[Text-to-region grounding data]
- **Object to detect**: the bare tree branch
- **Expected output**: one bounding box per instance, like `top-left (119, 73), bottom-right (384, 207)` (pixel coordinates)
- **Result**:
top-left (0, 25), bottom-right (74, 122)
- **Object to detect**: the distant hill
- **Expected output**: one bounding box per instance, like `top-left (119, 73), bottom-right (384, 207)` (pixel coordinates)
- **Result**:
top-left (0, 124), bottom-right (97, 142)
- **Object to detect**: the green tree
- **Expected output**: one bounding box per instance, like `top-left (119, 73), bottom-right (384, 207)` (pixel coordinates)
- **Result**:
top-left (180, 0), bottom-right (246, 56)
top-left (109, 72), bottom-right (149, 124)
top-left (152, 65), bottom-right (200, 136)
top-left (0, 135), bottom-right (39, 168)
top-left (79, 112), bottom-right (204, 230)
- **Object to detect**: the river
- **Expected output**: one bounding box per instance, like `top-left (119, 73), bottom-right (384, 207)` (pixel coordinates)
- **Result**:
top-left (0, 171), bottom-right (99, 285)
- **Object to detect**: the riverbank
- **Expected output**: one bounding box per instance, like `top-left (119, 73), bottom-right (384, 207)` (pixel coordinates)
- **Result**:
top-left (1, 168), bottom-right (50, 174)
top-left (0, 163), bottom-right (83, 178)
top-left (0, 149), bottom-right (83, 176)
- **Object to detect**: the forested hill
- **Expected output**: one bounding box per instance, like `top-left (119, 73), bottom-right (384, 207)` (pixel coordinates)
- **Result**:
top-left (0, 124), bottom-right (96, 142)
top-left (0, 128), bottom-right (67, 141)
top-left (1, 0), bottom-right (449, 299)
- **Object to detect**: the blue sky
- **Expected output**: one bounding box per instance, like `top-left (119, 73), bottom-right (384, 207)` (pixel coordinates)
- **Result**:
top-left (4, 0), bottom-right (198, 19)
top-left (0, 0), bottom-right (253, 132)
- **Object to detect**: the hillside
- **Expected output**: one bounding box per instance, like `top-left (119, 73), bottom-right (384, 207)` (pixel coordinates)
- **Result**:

#### What is needed:
The answer must be a word-for-word restatement of the records.

#### Answer to the problem:
- **Object to detect**: the bare tree branch
- **Expected output**: one bounding box per instance, like `top-left (119, 73), bottom-right (384, 207)` (pixel coordinates)
- **Result**:
top-left (0, 25), bottom-right (74, 122)
- **Object to detect**: the distant hill
- **Expected output**: one bounding box per instance, like `top-left (119, 73), bottom-right (384, 207)` (pixel coordinates)
- **Result**:
top-left (0, 124), bottom-right (97, 142)
- **Object to detect**: the green tree
- **Expected output**: one bounding box per instance, like `top-left (119, 73), bottom-right (384, 207)` (pixel coordinates)
- **Result**:
top-left (180, 0), bottom-right (246, 56)
top-left (109, 72), bottom-right (149, 124)
top-left (152, 65), bottom-right (200, 136)
top-left (0, 135), bottom-right (39, 168)
top-left (79, 112), bottom-right (204, 230)
- **Object to detect**: the river
- **Expected output**: one bounding box per instance, like `top-left (119, 73), bottom-right (384, 207)` (pixel coordinates)
- **Result**:
top-left (0, 171), bottom-right (99, 285)
- **Object to detect**: the riverbank
- **Expected output**: one bounding box per instance, like `top-left (119, 73), bottom-right (384, 207)` (pixel coordinates)
- **Result**:
top-left (1, 168), bottom-right (50, 174)
top-left (0, 163), bottom-right (83, 178)
top-left (0, 149), bottom-right (83, 176)
- **Object to detect**: the forested hill
- **Expected output**: one bounding box per instance, like `top-left (119, 73), bottom-right (384, 207)` (pixel coordinates)
- **Result**:
top-left (0, 124), bottom-right (96, 142)
top-left (0, 128), bottom-right (67, 141)
top-left (1, 0), bottom-right (449, 299)
- **Object to detect**: the blue sky
- **Expected output**: one bounding box per instance, like `top-left (119, 73), bottom-right (384, 207)` (pixel coordinates)
- **Result**:
top-left (4, 0), bottom-right (198, 19)
top-left (0, 0), bottom-right (253, 132)
- **Object to detect**: the hillside
- **Expected output**: one bounding box per instance, like `top-left (119, 73), bottom-right (384, 207)` (pixel coordinates)
- **Result**:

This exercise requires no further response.